Task objective
Please say how many lines in the records contain the word "tank", giving only the number.

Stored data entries
↓

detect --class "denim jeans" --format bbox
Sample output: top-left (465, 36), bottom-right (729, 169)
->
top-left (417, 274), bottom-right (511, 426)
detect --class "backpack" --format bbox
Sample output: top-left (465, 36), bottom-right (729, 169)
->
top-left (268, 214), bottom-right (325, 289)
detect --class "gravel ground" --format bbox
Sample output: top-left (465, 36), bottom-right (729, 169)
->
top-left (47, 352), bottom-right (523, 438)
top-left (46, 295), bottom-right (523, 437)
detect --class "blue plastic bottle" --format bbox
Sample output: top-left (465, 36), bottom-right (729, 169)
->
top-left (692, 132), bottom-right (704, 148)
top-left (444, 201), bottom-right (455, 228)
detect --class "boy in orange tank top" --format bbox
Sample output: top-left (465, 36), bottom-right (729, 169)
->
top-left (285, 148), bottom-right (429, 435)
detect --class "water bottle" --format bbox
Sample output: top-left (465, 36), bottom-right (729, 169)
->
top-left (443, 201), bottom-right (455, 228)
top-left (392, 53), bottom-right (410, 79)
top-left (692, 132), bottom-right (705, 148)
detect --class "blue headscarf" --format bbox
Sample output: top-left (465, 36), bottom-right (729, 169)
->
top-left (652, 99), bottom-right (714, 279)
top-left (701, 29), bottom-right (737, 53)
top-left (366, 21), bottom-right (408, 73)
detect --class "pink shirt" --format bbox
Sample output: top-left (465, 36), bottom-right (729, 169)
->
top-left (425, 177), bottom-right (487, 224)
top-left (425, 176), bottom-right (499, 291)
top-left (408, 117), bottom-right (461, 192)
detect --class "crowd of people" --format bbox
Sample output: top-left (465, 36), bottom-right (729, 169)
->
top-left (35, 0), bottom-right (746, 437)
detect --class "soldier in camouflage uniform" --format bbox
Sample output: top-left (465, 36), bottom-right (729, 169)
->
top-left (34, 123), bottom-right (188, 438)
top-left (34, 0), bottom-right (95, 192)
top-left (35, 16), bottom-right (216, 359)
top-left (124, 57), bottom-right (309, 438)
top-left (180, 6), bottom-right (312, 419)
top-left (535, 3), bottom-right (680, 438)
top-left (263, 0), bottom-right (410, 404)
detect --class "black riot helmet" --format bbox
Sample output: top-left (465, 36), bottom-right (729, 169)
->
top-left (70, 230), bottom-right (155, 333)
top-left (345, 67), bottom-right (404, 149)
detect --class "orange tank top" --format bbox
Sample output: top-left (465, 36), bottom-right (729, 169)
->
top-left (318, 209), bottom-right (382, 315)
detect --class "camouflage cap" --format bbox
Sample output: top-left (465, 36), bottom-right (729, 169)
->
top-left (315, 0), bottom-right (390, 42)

↑

Exercise result
2